## Tugas
1. Salin kata demi kata bagian teks tentang penyuntingan film yang diawali kata-kata "harus mengikuti kaidah" dan diakhiri "cerita secara keseluruhan.".
2. Menurut teks tentang penyuntingan film, semua perubahan sudut pengambilan gambar harus mengikuti kaidah berapa derajat?
3. Teruskan teks tentang penyuntingan film setelah kalimat terakhirnya.

## Teks Bacaan

▼▼▼

Editing merupakan sebuah proses penting dalam menyunting
sebuah film atau video , dalam pengerjaannya sebuah proses editing
dibutuhkan sentuhan seorang editor, semakin berpengalaman seseorang
dalam meng-edit semakin baik pula proses editing tersebut, dengan
pengalaman yang ada maka seorang editor akan mengetahui hal-hal apa
yang baik dalam proses editing tersebut ataupun hal-hal mana yang
tidak perlu dilakukan (Bernedetti, 2004 : 67 ).
Proses editing mempunyai beberapa langkah konsep dalam
menyusun sebuah proses editing, menurut Robert Benedetti dalam
36
bukunya Creative Postproduction : editing, sound, visual effects, and
music for film and video, beberapa langkah tersebut adalah :
a) Konsep Penyuntingan
Proses penyuntingan sebenarnya adalah proses menyelaraskan
gagasan dan tujuan pembuatan video dengan semua unsur visual
(gambar) dan audio (suara) yang sudah direkam, sekaligus menetukan
gaya penyajiannya. Sedang konsep-konsep penyuntingan tersebut
adalah :
a).1 Kesinambungan
1.1 Kesinambungan Ruang
Dalam pengambilan gambar harus dibayangkan terdapat
“garis khayal” atau imaginary line yang sering disebut screen
direction. Kedudukan garis ini diletakan lurus dari sisi
bingkai (frame) kiri ke bingkai kanan gambar. Semua
perubahan sudut pengambilan gambarnya (reverse shot)
harus mengikuti kaidah 180 derajat atau tidak boleh
menyebrangi garis tersebut.
1.2 Kesinambungan waktu
Dalam hal ini, yang paling utama harus diperhatikan adalah
urutan, kemudian perbandingan lamanya waktu antara satu
shot dengan shot berikutnya, disesuaikan dengan
keseluruhan jumlah lamanya waktu cerita secara keseluruhan.

▲▲▲

## Bahan yang Diberikan

▼▼▼

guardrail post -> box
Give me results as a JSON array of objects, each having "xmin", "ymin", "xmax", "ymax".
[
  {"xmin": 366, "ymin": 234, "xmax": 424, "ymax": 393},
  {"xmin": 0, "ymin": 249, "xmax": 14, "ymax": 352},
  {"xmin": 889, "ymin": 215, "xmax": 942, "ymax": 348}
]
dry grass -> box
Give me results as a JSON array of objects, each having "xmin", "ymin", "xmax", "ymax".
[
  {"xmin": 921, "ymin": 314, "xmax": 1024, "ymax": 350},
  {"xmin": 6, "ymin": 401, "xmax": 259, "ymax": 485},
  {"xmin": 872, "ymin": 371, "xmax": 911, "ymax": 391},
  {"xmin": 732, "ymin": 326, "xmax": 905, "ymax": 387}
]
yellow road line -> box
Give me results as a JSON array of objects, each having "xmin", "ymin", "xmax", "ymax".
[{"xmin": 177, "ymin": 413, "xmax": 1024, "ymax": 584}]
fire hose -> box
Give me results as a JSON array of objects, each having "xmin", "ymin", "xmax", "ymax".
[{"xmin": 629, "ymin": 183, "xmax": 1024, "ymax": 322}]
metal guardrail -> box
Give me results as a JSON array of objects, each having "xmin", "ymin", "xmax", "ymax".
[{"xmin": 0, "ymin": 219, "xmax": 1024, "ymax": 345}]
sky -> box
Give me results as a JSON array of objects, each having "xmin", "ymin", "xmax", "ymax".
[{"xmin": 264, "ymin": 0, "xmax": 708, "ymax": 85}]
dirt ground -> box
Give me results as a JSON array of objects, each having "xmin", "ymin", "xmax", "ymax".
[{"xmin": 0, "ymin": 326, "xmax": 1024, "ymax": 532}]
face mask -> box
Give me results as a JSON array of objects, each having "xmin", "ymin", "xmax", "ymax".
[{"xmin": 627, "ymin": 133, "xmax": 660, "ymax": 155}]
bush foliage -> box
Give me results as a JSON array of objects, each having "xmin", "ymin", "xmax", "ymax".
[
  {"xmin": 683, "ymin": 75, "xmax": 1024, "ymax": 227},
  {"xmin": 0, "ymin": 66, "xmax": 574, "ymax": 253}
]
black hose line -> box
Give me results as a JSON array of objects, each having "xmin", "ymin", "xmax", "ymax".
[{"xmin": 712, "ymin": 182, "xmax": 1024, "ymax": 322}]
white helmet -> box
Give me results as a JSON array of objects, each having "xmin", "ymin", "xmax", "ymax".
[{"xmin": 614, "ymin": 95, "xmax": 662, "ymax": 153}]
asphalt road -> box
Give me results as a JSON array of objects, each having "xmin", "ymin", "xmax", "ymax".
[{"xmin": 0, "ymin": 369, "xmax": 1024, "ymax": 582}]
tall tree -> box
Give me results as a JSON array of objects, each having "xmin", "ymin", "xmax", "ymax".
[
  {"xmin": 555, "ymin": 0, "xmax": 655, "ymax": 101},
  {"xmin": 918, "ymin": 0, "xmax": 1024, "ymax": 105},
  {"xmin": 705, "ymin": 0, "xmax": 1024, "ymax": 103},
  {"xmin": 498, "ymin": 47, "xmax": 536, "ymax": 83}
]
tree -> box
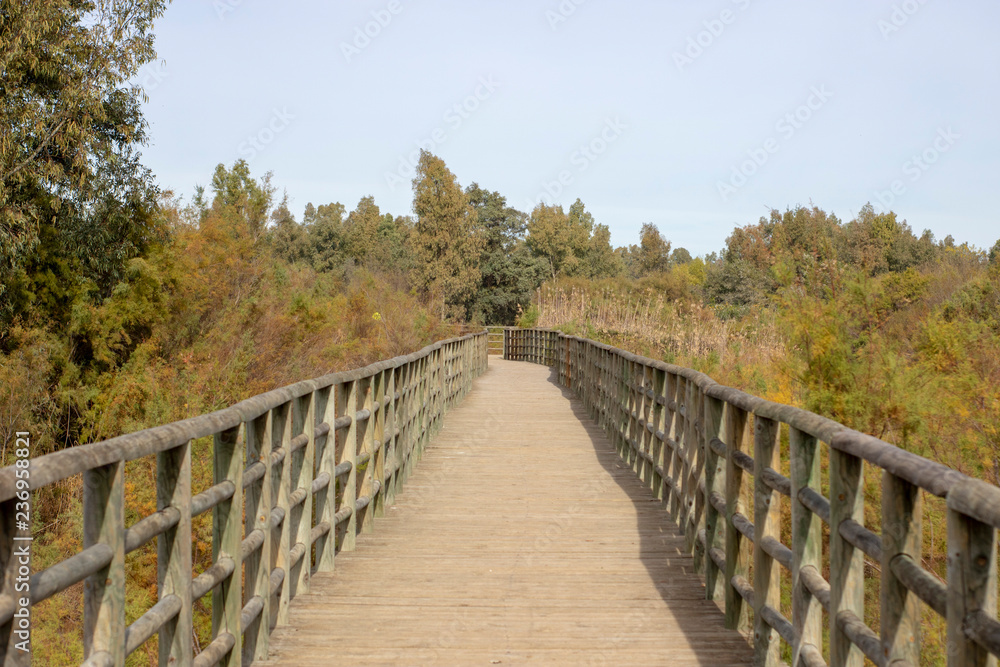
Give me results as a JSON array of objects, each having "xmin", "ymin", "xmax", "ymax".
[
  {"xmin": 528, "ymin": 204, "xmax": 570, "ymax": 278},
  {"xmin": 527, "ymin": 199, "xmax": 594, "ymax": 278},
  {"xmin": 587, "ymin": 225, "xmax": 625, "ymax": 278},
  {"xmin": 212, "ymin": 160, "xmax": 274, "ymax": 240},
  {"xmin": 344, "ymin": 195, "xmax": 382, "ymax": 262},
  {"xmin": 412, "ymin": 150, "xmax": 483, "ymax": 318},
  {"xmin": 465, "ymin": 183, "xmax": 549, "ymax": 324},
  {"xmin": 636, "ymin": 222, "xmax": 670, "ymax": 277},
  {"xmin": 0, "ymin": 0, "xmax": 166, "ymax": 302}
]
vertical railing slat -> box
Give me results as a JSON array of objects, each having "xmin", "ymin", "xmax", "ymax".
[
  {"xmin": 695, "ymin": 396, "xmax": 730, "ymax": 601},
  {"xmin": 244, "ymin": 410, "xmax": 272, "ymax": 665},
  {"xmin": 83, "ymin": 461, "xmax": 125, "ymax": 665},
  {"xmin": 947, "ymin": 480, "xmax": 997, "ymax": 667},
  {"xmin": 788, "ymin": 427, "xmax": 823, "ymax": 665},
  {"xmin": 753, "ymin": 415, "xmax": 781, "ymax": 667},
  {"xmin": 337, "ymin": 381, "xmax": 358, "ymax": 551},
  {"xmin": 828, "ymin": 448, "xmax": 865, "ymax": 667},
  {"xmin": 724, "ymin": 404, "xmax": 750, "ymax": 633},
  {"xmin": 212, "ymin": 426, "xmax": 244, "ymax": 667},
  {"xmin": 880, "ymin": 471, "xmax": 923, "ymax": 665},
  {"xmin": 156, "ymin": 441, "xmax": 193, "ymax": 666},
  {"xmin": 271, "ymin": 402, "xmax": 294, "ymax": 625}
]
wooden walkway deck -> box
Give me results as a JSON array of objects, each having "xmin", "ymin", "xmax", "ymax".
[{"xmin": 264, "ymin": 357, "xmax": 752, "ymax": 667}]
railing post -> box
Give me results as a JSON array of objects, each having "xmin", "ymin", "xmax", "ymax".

▲▲▲
▼▼▼

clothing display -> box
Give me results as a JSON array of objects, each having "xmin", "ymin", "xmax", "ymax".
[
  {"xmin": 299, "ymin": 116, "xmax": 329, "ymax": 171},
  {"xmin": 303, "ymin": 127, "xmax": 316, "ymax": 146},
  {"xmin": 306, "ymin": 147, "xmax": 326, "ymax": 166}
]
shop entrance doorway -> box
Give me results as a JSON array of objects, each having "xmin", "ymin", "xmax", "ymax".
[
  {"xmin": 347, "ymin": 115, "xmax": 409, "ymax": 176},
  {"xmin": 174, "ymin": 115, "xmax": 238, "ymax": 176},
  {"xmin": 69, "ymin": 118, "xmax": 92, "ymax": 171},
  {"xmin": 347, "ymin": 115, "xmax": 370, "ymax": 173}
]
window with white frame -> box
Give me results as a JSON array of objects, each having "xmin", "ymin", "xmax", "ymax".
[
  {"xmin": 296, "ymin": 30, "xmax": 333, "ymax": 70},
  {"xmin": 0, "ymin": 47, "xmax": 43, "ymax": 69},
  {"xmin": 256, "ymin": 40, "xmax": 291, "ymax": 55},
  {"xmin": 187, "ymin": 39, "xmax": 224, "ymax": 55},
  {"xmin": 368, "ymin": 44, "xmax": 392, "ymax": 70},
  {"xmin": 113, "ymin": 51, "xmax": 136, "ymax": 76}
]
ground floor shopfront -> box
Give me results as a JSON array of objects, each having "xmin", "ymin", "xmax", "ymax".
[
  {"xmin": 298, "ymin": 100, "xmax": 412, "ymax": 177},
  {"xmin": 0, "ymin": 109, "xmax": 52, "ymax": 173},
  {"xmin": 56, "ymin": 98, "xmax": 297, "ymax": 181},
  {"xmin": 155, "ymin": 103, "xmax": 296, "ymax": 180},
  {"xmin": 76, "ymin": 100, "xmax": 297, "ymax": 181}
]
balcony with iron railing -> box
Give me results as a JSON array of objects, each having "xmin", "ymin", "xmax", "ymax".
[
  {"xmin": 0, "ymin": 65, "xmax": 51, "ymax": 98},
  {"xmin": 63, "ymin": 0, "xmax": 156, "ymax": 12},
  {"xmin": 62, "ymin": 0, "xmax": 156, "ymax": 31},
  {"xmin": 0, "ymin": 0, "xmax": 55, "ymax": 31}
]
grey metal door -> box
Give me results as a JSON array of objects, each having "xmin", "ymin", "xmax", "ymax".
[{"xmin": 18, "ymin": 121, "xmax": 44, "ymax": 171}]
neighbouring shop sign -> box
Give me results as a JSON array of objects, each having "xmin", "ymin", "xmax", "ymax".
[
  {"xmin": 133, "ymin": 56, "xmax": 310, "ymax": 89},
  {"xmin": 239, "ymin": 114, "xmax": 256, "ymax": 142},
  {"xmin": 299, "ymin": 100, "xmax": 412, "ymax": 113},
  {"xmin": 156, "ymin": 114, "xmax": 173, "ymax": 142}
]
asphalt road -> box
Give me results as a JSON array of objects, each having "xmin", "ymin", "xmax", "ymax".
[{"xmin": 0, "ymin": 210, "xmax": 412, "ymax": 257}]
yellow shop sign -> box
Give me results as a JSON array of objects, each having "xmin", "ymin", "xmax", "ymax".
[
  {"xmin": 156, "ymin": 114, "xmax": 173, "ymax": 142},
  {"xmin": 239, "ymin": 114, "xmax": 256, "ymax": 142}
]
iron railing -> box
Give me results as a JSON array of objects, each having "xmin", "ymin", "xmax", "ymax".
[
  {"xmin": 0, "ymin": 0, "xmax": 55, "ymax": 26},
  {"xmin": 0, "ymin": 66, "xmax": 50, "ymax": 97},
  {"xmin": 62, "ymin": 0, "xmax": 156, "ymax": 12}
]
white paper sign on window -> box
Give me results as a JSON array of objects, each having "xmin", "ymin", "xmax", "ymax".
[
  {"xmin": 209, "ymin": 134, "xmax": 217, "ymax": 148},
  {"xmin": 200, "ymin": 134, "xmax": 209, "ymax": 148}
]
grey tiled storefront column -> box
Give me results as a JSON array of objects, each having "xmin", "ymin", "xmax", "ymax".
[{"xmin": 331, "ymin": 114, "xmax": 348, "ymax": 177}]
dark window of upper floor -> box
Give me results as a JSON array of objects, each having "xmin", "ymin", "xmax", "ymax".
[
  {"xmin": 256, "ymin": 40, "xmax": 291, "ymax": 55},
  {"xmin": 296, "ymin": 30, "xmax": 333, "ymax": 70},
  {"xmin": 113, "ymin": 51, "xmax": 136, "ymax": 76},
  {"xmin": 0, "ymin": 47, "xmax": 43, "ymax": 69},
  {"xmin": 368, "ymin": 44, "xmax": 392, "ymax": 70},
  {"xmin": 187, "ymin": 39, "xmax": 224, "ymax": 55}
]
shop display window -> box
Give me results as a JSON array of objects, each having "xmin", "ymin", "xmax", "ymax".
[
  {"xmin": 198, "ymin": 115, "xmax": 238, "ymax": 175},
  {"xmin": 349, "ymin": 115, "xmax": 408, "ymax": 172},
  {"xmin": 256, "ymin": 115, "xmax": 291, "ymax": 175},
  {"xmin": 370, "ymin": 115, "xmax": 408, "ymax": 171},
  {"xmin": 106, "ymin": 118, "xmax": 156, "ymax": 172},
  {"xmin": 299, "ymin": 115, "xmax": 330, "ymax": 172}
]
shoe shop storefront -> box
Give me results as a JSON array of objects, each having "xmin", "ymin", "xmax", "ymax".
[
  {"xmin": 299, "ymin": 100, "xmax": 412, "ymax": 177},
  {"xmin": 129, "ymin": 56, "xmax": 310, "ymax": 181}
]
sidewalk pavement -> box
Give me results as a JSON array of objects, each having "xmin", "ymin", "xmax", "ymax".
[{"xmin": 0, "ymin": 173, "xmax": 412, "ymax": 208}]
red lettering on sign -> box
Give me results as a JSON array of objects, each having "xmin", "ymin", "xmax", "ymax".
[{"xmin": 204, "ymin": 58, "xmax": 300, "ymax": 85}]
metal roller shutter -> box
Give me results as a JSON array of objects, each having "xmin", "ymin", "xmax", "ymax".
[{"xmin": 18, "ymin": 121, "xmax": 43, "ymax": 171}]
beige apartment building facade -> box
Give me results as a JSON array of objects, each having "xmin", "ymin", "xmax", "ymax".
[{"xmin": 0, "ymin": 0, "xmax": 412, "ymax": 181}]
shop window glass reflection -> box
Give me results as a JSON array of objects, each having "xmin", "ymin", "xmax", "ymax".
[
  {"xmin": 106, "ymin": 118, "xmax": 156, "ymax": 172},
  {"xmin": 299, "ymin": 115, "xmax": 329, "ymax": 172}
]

▲▲▲

## Hasil yang Diharapkan
1.
harus mengikuti kaidah 180 derajat atau tidak boleh
menyebrangi garis tersebut.
1.2 Kesinambungan waktu
Dalam hal ini, yang paling utama harus diperhatikan adalah
urutan, kemudian perbandingan lamanya waktu antara satu
shot dengan shot berikutnya, disesuaikan dengan
keseluruhan jumlah lamanya waktu cerita secara keseluruhan.

2. Kaidah 180 derajat.

3.
37
a).2 Alternatif kesinambungan (alternative to continuity)
Prinsip dalam alternatif kesinambungan ini sama sekali
berlawanan dengan konsep kesinambungan ruang. Tujuan
utamanya adalah mengganggu penonton dengan sambungan
gambar yang menyalahi kaidah 180 derajat, tetapi 360 derajat
dimana garis khayal (screen direction) sama sekali diabaikan.
Yang terjadi adalah sambungan shot yang tidak sinambung
(discontinuity), menimbulkan efek loncatan (jump cut) dan
penyisipan gambar yang sedikit aneh atau tidak lazim
(nondiegetic insert). Biasanya, gaya penyuntingan semacam ini
digunakan untuk menghasilkan suatu efek grafis dan ritmis yang
‘mencuri’ perhatian (Bernedetti, 2004 : 68 ).
a).3 Kompilasi
Gaya penyuntingan ini adalah tergantung pada atau mengikuti
narasi, penuturan cerita dengan suara seseorang baik ia
dimunculkan sesekali atau tidak sama sekali dilayar, jadi hanya
suaranya saja.). Dalam gaya penyuntingan ini, scene memberi
ilustrasi visual (gambar) pada apa yang sedang dituturkan sang
pencerita (narator). Film berita atau film dokumenter misalnya,
mengenai suatu survei, laporan kegiatan, analisis peristiwa,
dokumentasi kejadian, rekaman sejarah, atau laporan perjalanan,
umumnya menggunakan gaya penyuntingan kompilasi ini.
Narasilah yang mendominasi penuturan dan mendorong scene
38
bergerak. Gaya penyuntingan ini umumnya tidak terlalu
menimbulkan banyak masalah kesinambungan antar shot atau
scene, karena shot-shot tunggal sekedar menjadi ilustrasi apa
yang dituturkan oleh narator, tidak selalu perlu adanya keterkaitan
secara visual satu sama lain (Bernedetti, 2004 : 69 ).
b) Tata Cara dan Urutan Langkah Penyuntingan
Penyuntingan video atau film pada dasarnya adalah memotong dan
menyambung gambar-gambar yang sudah diambil supaya
tersambung menjadi suatu cerita yang utuh dan dapat dimengerti
oleh penontonya. Tetapi sebelum menguraikan tata cara dan urutan
langkah demi langkah yang ditempuh dalam proses penyuntingan
ini, ada beberapa hal yang mesti dipersiapkan terlebih dahulu agar
memudahkan pengerjaannya. Adapun urutan tersebut :
a) Merakit rangka dasar (assembly)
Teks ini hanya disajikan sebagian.